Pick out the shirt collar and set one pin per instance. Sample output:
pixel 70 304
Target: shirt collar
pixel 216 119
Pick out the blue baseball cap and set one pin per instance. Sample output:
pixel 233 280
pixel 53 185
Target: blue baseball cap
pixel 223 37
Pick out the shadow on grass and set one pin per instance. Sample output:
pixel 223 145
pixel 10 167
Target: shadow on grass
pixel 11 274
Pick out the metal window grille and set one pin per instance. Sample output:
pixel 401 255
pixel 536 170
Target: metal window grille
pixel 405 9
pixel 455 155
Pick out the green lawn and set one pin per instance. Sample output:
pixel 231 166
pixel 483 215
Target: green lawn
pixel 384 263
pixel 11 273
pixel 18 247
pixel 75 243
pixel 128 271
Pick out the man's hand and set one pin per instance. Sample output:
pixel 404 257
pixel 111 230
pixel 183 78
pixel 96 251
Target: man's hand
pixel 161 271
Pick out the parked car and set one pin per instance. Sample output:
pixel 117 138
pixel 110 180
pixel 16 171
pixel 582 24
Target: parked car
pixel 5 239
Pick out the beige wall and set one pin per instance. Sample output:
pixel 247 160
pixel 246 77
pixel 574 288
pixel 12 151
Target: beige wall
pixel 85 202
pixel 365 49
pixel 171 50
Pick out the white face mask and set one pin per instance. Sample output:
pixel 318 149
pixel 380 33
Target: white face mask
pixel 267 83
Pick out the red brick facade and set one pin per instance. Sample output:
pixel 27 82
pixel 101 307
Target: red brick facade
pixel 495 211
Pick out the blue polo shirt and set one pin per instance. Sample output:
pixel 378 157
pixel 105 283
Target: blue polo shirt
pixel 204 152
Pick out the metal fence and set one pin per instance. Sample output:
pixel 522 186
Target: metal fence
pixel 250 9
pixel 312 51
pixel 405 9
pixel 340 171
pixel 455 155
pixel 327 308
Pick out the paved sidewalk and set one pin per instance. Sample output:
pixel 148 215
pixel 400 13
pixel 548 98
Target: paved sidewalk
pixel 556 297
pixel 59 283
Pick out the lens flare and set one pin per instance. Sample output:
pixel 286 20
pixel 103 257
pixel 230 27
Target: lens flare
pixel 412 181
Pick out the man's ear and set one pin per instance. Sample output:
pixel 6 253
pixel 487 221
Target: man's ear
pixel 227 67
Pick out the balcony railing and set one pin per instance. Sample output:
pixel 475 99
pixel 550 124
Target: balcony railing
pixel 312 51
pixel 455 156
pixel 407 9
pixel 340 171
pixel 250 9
****
Please retype all of the records above line for line, changing nothing.

Pick out the shirt collar and set one pin per instance. Sample output:
pixel 70 304
Target: shirt collar
pixel 216 119
Pick out the blue baseball cap and set one pin per instance. Sample output:
pixel 233 280
pixel 53 185
Target: blue baseball cap
pixel 223 37
Pick out the shadow on grass and set one pin per instance. Sample output:
pixel 223 145
pixel 10 167
Target: shadow on grass
pixel 11 274
Pick out the metal window grille and set one pin per instance. Sample output:
pixel 401 255
pixel 536 170
Target: metal window grille
pixel 405 9
pixel 455 155
Pick out the green lawn and set one pin per instance. Sample output:
pixel 231 166
pixel 483 215
Target: green lawn
pixel 384 263
pixel 11 273
pixel 18 247
pixel 75 243
pixel 128 271
Pick out the man's hand and set one pin per instance. Sample output:
pixel 404 257
pixel 111 230
pixel 183 78
pixel 96 251
Target: man's hand
pixel 161 271
Pick out the parked car and set one pin per instance. Sample output:
pixel 117 138
pixel 110 180
pixel 16 171
pixel 582 24
Target: parked car
pixel 5 239
Pick out the beige wall and set one pin per instance. Sample output:
pixel 247 160
pixel 246 77
pixel 574 288
pixel 12 151
Target: beige wall
pixel 85 202
pixel 365 49
pixel 171 50
Pick out the white face mask and set one pin per instance. Sample output:
pixel 318 149
pixel 380 33
Target: white face mask
pixel 267 83
Pick out the red brick facade and set one pin per instance. Sample output:
pixel 27 82
pixel 101 307
Target: red brick facade
pixel 495 211
Pick out the blue polo shirt and set one pin per instance. Sample output:
pixel 378 157
pixel 105 283
Target: blue polo shirt
pixel 204 152
Pick out the metal fence and set one pin per instance. Sample output:
pixel 522 186
Target: metal fence
pixel 250 9
pixel 312 51
pixel 405 9
pixel 340 171
pixel 455 155
pixel 327 308
Pick out the paved sidewalk and set one pin per instance. Sample output:
pixel 148 215
pixel 400 13
pixel 548 98
Target: paved sidewalk
pixel 556 297
pixel 59 283
Pick out the lens flare and set one pin per instance. Sample output:
pixel 286 20
pixel 103 257
pixel 230 27
Target: lens flare
pixel 412 181
Pick out the man's ear and set one pin per instance. Sample output:
pixel 6 253
pixel 487 221
Target: man's ear
pixel 227 67
Pick out the balcony railing and set one pin per instance. Sample output:
pixel 475 99
pixel 550 124
Target: balcony railing
pixel 312 51
pixel 455 156
pixel 407 9
pixel 340 171
pixel 250 9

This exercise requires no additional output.